(Entries from a point annotation set)
- - - - -

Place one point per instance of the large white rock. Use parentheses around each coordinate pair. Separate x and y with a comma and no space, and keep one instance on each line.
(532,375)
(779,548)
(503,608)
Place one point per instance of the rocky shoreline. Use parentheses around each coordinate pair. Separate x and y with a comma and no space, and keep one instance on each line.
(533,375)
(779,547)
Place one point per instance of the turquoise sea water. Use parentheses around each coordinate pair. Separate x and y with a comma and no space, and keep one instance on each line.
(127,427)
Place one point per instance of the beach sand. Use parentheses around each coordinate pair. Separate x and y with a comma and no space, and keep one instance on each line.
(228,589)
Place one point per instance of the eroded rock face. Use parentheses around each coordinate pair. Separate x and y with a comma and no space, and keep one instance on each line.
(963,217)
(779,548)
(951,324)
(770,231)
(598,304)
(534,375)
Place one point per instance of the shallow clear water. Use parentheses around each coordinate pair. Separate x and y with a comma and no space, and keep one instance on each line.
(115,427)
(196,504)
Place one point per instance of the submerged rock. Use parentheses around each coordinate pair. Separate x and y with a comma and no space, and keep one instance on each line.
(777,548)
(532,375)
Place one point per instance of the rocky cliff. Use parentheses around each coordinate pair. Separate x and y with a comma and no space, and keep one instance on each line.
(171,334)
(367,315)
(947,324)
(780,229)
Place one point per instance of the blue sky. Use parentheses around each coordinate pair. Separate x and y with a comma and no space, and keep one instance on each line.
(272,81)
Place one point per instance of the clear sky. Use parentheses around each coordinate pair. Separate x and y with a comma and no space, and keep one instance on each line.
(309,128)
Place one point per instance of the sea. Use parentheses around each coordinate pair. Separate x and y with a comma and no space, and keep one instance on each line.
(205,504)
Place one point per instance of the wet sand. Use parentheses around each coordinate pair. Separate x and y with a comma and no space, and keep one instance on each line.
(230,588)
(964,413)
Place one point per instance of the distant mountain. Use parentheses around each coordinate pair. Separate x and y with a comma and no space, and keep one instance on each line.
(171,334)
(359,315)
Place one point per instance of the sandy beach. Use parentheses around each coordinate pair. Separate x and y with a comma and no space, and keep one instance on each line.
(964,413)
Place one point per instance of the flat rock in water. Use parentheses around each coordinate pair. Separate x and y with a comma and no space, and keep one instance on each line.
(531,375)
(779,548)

- - - - -

#### AIM OF THE TASK:
Copy all the records above precisely.

#### FULL OUTPUT:
Place one point per instance of the large white rock. Use parentheses around each coordinate pair. Separate x and y with a comma and no space, and keep one instance on each line.
(532,375)
(779,548)
(503,608)
Place one point per instance of the rocky shoreline. Use parentheses around each coordinate pair. Separate x and y with a comma and no space, and keep one instance on each line.
(533,375)
(779,547)
Place one point per instance of the turquoise sea water. Use parentheses around each coordinate pair. Separate x and y with a comma and no space, and keep one instance on each line.
(127,427)
Place one point per instance of the beach sand. Use parentheses around each coordinate pair. Separate x and y with a comma and no space, and keep one instance on each line.
(228,589)
Place one point per instance of the eroded rock face. Use parentheses around each coordinate pair. Separate x and y with a comma and no space, and keep one instance on each line.
(963,217)
(779,548)
(951,324)
(770,231)
(598,304)
(534,375)
Place one point per instance of the shallow clear water. Use parentheses around each coordinate pair. Separate x and y with a comma and no space, and keep one instance on each line.
(115,427)
(196,504)
Place one point per instance of the submerged rock. Use parentheses around each coordinate pair. Separate x and y with a comma and no space, and keep one instance on each line.
(777,548)
(532,375)
Place one point per instance of the rocky cliff. Use parentheses around each coordinate pair. Separate x and y with a comma and no space, and keep one instance on each line.
(171,334)
(367,315)
(947,324)
(780,229)
Place one point per instance of the blue sky. Use parentheses around each coordinate pair. Separate x and y with a comma and no space, and keep one instance on each line.
(272,81)
Place one point per instance of the clear sky. Use parentheses around each coordinate pair. Separate x and y with a comma and no space, and keep one instance on each line.
(309,128)
Place one point per instance of the sea. Use parentheses around each coordinate pair. Separate x and y with a comma and no space, and keep one instance on each line.
(205,504)
Place one point per instance of the wet sand. Use parentheses around each coordinate pair. Separate x and y with a comma and no space, and keep one instance on each line.
(230,588)
(964,413)
Place one point per instance of the distant mountain. Use parentheses around each coordinate pair. Separate x and y with a comma and no space, and keep one instance on each line.
(171,334)
(359,315)
Place one point per instance of the sandy beach. Use parentheses around each coordinate pair. Separate x and y with a comma and no space, and keep one instance on each line.
(964,413)
Place one point per instance of the flat rock in water. Use parentheses around each coordinate pair. Separate x and y with a comma and no space, and keep one instance on each line.
(531,375)
(779,548)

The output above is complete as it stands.